— start of Records shown —
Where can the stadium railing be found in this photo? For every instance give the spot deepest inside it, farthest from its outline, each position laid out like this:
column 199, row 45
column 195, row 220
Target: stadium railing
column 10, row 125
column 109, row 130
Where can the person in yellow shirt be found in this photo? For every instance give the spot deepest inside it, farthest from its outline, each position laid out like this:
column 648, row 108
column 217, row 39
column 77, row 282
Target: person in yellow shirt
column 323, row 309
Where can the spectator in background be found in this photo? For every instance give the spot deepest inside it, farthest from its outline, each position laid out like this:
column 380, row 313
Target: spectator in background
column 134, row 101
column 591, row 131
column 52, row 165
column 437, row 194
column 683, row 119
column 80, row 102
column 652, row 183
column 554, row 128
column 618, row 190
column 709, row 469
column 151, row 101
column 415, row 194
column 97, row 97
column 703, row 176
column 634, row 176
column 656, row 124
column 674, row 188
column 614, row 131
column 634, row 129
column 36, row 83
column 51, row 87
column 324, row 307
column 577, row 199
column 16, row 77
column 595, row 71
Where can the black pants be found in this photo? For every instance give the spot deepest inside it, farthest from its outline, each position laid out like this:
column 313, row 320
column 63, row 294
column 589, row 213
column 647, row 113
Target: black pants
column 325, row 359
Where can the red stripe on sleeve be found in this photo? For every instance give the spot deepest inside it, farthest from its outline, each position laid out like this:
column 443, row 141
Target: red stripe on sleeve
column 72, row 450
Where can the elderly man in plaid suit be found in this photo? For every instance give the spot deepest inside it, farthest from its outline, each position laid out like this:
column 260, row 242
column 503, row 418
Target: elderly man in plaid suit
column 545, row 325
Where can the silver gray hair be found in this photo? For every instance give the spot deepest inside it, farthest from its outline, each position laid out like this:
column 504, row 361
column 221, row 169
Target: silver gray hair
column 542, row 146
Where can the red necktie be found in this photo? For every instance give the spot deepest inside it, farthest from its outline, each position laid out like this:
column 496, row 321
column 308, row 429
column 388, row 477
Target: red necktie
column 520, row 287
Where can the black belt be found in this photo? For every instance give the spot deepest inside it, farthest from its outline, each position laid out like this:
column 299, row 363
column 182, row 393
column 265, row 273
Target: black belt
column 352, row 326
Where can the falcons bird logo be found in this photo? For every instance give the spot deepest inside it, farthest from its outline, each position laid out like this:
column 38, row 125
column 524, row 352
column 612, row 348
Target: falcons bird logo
— end of Records shown —
• _Written instruction_: Reproduce every line of the listing above without any changes.

• _Answer to the problem_:
Where can the stadium railing be found in this photo? For every instance give the spot deepest inside it, farthest from its outline, each position laid out like this:
column 199, row 45
column 195, row 220
Target: stadium railing
column 10, row 125
column 109, row 130
Where can the person in yellow shirt be found in this photo? For every instance give the spot deepest inside it, farthest from its outline, each position laid out like this:
column 648, row 108
column 217, row 39
column 77, row 282
Target: person in yellow shirt
column 323, row 309
Where can the spectator in background be found in this photo? For every instance give the spot deepest inside it, farthest from its outline, each position laid out like this:
column 380, row 313
Target: spectator in background
column 134, row 101
column 591, row 131
column 52, row 165
column 437, row 194
column 683, row 119
column 80, row 102
column 652, row 183
column 554, row 128
column 618, row 190
column 709, row 469
column 151, row 101
column 415, row 194
column 97, row 97
column 703, row 176
column 634, row 176
column 656, row 124
column 674, row 188
column 614, row 131
column 634, row 129
column 36, row 83
column 51, row 87
column 324, row 307
column 577, row 199
column 16, row 77
column 595, row 71
Where can the black pants be found in this photo? For every instance give the spot deepest inside it, farthest from its outline, each position laid out like this:
column 313, row 320
column 63, row 294
column 589, row 213
column 647, row 113
Target: black pants
column 325, row 359
Where can the red stripe on sleeve be found in this photo? For every instance give the spot deepest inside it, farthest from its outline, each position laid out like this:
column 443, row 141
Target: red stripe on sleeve
column 72, row 450
Where can the elderly man in plaid suit be found in this photo? For every instance give the spot deepest inside it, farthest from its outline, each position laid out like this:
column 260, row 242
column 503, row 418
Target: elderly man in plaid suit
column 545, row 325
Where can the silver gray hair be found in this photo? For every instance give the spot deepest inside it, farthest from its outline, each position laid out like this:
column 504, row 361
column 221, row 169
Target: silver gray hair
column 542, row 146
Where can the red necktie be found in this photo? For every instance give the spot deepest inside it, farthest from its outline, each position laid out like this:
column 496, row 321
column 308, row 429
column 388, row 477
Target: red necktie
column 520, row 287
Where can the black belt be found in this photo? For every instance give the spot deepest inside it, farthest from its outline, each position laid out like this:
column 299, row 363
column 182, row 393
column 265, row 273
Target: black belt
column 352, row 326
Where can the falcons bird logo be found in this photo? For every instance give the spot deepest inside it, farthest from its outline, each position laid out like this:
column 38, row 125
column 524, row 352
column 612, row 348
Target: falcons bird logo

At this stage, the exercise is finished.